Please rewrite every line from the one containing "Phrase: dark soil surface" down through the last of the lines below, keeping the wording unchanged and multiplying each x and y coordinate in the points by 0.95. Round each result to a whole number, with halves rounded up.
----- Stored rows
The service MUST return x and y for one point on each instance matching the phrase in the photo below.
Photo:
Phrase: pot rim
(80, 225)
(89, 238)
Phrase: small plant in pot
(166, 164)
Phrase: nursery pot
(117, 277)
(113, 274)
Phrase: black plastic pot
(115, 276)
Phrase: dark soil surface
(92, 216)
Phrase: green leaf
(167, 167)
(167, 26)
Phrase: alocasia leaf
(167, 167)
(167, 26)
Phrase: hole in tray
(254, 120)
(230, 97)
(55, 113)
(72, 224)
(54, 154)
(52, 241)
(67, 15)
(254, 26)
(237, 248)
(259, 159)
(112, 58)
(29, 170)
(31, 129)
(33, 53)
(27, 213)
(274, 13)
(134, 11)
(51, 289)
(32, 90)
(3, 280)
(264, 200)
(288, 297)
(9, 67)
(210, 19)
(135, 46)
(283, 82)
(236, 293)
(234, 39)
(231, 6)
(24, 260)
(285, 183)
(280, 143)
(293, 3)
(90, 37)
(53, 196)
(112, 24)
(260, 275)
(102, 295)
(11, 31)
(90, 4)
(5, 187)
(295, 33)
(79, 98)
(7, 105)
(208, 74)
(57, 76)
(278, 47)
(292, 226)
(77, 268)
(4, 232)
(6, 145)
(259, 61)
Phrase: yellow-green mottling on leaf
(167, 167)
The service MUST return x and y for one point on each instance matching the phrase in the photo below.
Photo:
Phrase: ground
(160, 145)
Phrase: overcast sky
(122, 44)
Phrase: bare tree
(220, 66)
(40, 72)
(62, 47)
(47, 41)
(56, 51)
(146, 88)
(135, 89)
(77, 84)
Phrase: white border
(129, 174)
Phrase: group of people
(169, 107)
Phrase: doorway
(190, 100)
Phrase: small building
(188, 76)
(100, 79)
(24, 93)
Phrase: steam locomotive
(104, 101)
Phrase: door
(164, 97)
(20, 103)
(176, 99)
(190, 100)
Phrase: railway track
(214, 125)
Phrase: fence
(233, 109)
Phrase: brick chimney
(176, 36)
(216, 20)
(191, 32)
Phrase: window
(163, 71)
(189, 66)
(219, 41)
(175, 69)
----------
== The reply ==
Phrase: dark soil surface
(87, 205)
Phrase: green leaf
(159, 159)
(159, 25)
Phrase: alocasia leaf
(159, 159)
(159, 25)
Phrase: hole in tray
(241, 114)
(219, 92)
(52, 107)
(68, 213)
(51, 146)
(49, 229)
(64, 14)
(241, 25)
(225, 236)
(246, 151)
(106, 55)
(28, 162)
(29, 123)
(31, 50)
(26, 202)
(260, 12)
(127, 10)
(48, 275)
(30, 86)
(3, 266)
(251, 190)
(274, 282)
(9, 64)
(200, 18)
(128, 44)
(269, 78)
(224, 278)
(222, 37)
(219, 6)
(23, 247)
(271, 174)
(266, 136)
(278, 3)
(86, 35)
(50, 186)
(106, 23)
(247, 261)
(97, 280)
(10, 29)
(86, 4)
(5, 178)
(280, 31)
(75, 93)
(7, 100)
(198, 70)
(54, 72)
(264, 45)
(277, 215)
(73, 255)
(4, 220)
(6, 138)
(246, 58)
Phrase: yellow-green mottling on leaf
(159, 159)
The service MUST return x and y for one point on each instance matching the phrase in the photo below.
Photo:
Phrase: ground
(152, 138)
Phrase: overcast sky
(116, 42)
Phrase: bare tree
(209, 63)
(38, 68)
(59, 45)
(45, 39)
(53, 48)
(139, 84)
(128, 85)
(73, 80)
Phrase: white border
(123, 165)
Phrase: group of people
(161, 102)
Phrase: doorway
(181, 95)
Phrase: small building
(179, 72)
(95, 75)
(23, 88)
Phrase: steam locomotive
(99, 96)
Phrase: door
(156, 92)
(19, 98)
(167, 94)
(181, 95)
Phrase: railway track
(203, 119)
Phrase: fence
(221, 104)
Phrase: brick chimney
(167, 34)
(205, 19)
(181, 30)
Phrase: window
(155, 67)
(180, 63)
(208, 39)
(166, 66)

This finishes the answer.